(ACTIVITY): Could you output the complete listing given below exactly?

(EXERCISE INPUT):
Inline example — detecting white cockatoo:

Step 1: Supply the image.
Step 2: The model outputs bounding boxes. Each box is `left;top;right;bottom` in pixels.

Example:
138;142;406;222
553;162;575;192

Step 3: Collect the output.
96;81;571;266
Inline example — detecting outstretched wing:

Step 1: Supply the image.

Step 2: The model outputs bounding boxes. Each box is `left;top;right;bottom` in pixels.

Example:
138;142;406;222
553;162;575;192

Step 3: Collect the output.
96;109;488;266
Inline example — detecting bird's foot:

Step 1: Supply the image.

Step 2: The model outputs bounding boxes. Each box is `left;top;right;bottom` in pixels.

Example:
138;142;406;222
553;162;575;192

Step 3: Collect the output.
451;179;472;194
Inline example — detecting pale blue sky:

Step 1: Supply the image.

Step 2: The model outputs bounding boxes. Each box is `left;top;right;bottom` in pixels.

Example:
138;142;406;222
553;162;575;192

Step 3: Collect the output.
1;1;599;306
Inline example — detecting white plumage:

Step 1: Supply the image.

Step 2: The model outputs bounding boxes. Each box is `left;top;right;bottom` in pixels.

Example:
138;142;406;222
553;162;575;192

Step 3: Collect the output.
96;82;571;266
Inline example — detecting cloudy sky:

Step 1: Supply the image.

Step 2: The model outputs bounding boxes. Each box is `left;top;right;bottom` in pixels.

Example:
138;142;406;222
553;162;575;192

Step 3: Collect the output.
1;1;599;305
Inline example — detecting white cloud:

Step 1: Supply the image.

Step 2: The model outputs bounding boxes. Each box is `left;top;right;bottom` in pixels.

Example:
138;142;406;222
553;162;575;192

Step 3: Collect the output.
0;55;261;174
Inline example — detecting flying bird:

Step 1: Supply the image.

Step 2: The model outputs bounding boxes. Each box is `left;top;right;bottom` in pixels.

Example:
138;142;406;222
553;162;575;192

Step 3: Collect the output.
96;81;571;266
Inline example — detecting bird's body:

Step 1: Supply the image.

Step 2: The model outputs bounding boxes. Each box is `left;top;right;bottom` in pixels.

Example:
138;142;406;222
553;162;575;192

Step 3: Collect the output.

(SOLUTION TO THIS EXERCISE):
Inline example — detecting white cockatoo:

Step 1: Supply the image.
Step 2: The model outputs bounding boxes. Each box is `left;top;right;bottom` in pixels.

Example:
138;142;406;222
553;162;575;192

Step 3: Collect the output.
96;81;571;266
Inline example — detecting outstretched wing:

Step 1: Supply the image.

Step 2: The model outputs bounding boxes. Each box is `left;top;right;bottom` in pixels.

Example:
138;142;406;222
553;162;575;192

Step 3: Collect the output.
96;109;488;266
Inline example — detecting bird's foot:

Step 1: Supply the image.

Step 2: The model outputs bounding boxes. Each box is `left;top;right;bottom` in pixels.

Example:
138;142;406;222
553;162;575;192

Step 3: Collect the output.
451;179;472;194
Inline example — detecting pale blue sky:

Step 1: Supply the image.

Step 2: The model outputs bounding boxes. Each box is `left;top;right;bottom` in pixels.

Example:
138;142;406;222
553;162;575;192

Step 3: Collect the output.
1;1;599;306
Inline example — detecting white plumage:

Step 1: Supply the image.

Step 2: The model outputs bounding boxes. Each box is `left;top;right;bottom` in pixels.

Example:
138;142;406;222
553;162;575;192

Step 3: Collect the output.
96;82;571;266
Inline example — detecting cloudy sky:

Step 1: Supply the image.

Step 2: The model outputs bounding boxes. Each box is `left;top;right;bottom` in pixels.

Example:
138;142;406;222
553;162;575;192

Step 3: Collect the output.
1;1;599;305
Inline example — detecting white cloud:

Step 1: Supply the image.

Step 2: The model outputs bounding boxes. Each box is `left;top;right;bottom` in pixels.

Example:
138;142;406;222
553;162;575;192

Step 3: Collect the output.
0;55;261;174
Inline example — detecting flying bird:

Step 1: Supply the image.

Step 2: The model outputs bounding boxes. Each box is `left;top;right;bottom` in pixels.

Example:
138;142;406;222
553;162;575;192

Step 3: Collect the output.
96;81;571;266
Inline example — detecting bird's body:

Step 1: Supply the image.

Step 2: The model outputs bounding boxes. Each box is `left;top;right;bottom` in pixels.

Example:
138;142;406;222
553;162;575;192

Step 3: Collect the output.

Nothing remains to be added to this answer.